• **THE PROBLEM**: Filter the records below and copy every line containing the word "each".

[Collected data entries]
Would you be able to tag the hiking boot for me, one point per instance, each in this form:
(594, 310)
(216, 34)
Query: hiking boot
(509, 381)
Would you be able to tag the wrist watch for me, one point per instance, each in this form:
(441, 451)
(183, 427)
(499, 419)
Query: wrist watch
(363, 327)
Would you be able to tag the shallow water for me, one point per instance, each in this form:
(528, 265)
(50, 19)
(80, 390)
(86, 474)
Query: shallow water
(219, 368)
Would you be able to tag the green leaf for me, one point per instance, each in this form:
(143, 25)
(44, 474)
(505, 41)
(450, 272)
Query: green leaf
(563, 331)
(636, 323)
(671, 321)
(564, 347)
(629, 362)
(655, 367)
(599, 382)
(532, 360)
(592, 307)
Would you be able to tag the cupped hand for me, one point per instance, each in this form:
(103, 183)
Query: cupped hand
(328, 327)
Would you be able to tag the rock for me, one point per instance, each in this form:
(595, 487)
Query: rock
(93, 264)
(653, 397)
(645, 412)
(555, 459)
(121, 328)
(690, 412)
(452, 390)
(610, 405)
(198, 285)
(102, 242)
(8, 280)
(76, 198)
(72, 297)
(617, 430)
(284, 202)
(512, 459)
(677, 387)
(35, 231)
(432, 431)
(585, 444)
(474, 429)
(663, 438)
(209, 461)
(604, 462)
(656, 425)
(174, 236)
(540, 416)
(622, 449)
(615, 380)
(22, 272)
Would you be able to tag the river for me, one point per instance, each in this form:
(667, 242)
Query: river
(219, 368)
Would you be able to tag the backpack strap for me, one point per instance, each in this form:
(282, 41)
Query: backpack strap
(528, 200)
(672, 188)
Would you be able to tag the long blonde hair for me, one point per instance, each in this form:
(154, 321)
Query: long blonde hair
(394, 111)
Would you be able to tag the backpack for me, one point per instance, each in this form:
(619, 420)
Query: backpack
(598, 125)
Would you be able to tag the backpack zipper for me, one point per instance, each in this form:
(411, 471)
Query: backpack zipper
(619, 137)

• **ANSWER FOR THIS EXERCISE**:
Would you be able to tag the hiking boot for me, one point per instance, each in this form:
Would you be able to tag the wrist watch for me, one point per instance, each in this form:
Would you be able to tag the shallow water for me, one point per instance, each in this form:
Would you be able to tag the green leaf for me, one point per instance, each in this form:
Would you be able to tag the cupped hand for me, one point per instance, each in this form:
Would you be able to tag the rock for me, one point per instance, each in this form:
Would you be able to tag the river for me, one point per instance, each in this form:
Would you be able to tag the backpack strap for me, one point per instance, each in this form:
Would you be able to tag the long blonde hair for me, one point per instance, each in this form:
Would you be able to tag the backpack for me, one point per instance, each in this form:
Would you be able to tag the backpack zipper for me, one point per instance, each in this form:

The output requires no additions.